▸ DIRECTIONS FOR THIS TASK
Among the records below, one line contains "</instance>"; copy that line and all that follow it, exactly as written.

======== DATA SECTION ========

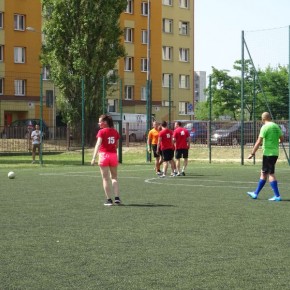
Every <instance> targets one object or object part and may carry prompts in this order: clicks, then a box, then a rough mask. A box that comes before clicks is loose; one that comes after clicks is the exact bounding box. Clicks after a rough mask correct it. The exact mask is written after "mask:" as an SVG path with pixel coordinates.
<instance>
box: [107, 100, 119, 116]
mask: <svg viewBox="0 0 290 290" xmlns="http://www.w3.org/2000/svg"><path fill="white" fill-rule="evenodd" d="M117 102H118V100H113V99H108V112H109V113H111V112H116V109H117Z"/></svg>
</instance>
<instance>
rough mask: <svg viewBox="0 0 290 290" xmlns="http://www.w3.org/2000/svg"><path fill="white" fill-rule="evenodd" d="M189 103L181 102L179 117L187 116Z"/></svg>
mask: <svg viewBox="0 0 290 290" xmlns="http://www.w3.org/2000/svg"><path fill="white" fill-rule="evenodd" d="M187 104H188V103H187V102H179V104H178V113H179V115H186V114H187Z"/></svg>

========

▸ ANSWER SPACE
</instance>
<instance>
rough mask: <svg viewBox="0 0 290 290" xmlns="http://www.w3.org/2000/svg"><path fill="white" fill-rule="evenodd" d="M189 103L181 102L179 117L187 116Z"/></svg>
mask: <svg viewBox="0 0 290 290" xmlns="http://www.w3.org/2000/svg"><path fill="white" fill-rule="evenodd" d="M187 104H188V103H187V102H179V104H178V113H179V115H186V114H187Z"/></svg>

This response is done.